TO DO: Only the lines from the beginning of the data through the line holding "Category: sunset sky" belong in the answer, printed exactly and without pictures.

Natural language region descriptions
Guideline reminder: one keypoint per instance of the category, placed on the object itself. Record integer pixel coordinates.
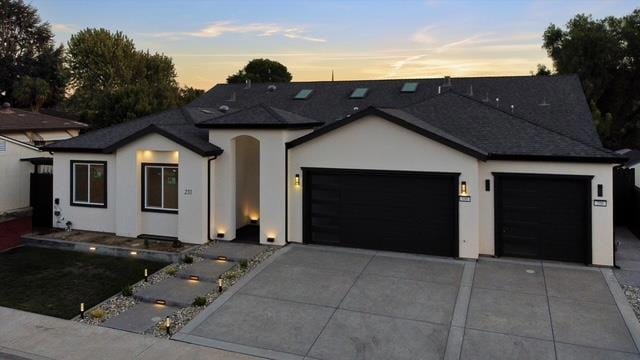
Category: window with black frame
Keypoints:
(89, 183)
(160, 187)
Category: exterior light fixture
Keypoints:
(167, 325)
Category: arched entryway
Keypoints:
(247, 189)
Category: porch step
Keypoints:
(206, 270)
(232, 251)
(140, 318)
(175, 292)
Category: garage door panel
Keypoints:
(390, 211)
(547, 219)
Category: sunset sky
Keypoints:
(209, 40)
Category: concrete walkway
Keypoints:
(26, 335)
(627, 257)
(180, 291)
(310, 302)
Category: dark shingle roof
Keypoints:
(494, 117)
(260, 116)
(12, 120)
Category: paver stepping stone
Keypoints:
(140, 317)
(175, 292)
(206, 270)
(233, 251)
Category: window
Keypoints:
(359, 93)
(89, 183)
(160, 187)
(303, 94)
(409, 87)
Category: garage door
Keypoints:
(397, 211)
(543, 217)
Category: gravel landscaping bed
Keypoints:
(633, 295)
(119, 303)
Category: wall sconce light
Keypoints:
(463, 189)
(167, 325)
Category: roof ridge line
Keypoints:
(530, 122)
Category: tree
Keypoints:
(542, 70)
(31, 92)
(27, 49)
(112, 82)
(260, 71)
(605, 53)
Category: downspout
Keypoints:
(209, 160)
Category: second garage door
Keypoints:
(387, 210)
(543, 217)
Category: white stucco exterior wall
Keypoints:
(85, 218)
(376, 144)
(601, 217)
(124, 215)
(14, 175)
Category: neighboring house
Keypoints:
(506, 166)
(21, 132)
(633, 162)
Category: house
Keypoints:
(457, 167)
(21, 132)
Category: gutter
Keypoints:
(209, 160)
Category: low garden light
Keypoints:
(167, 325)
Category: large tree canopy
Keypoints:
(605, 53)
(260, 71)
(112, 82)
(27, 50)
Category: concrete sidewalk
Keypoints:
(26, 335)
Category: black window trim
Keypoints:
(143, 195)
(72, 167)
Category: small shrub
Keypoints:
(200, 301)
(98, 314)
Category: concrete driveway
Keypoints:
(328, 303)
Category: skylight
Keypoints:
(303, 94)
(409, 87)
(359, 93)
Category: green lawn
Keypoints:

SOLVED EXERCISE:
Guideline reminder: one keypoint per instance of the category, placed on the object itself. Record integer pixel coordinates.
Category: window with black frame
Keypoints:
(89, 183)
(160, 187)
Category: exterior light fixture
Keypoints:
(167, 325)
Category: arched entryway
Keypoints:
(247, 189)
Category: porch step
Keypoints:
(206, 270)
(232, 251)
(140, 318)
(175, 292)
Category: garage door panel
Keypoints:
(390, 211)
(547, 219)
Category: sunset sky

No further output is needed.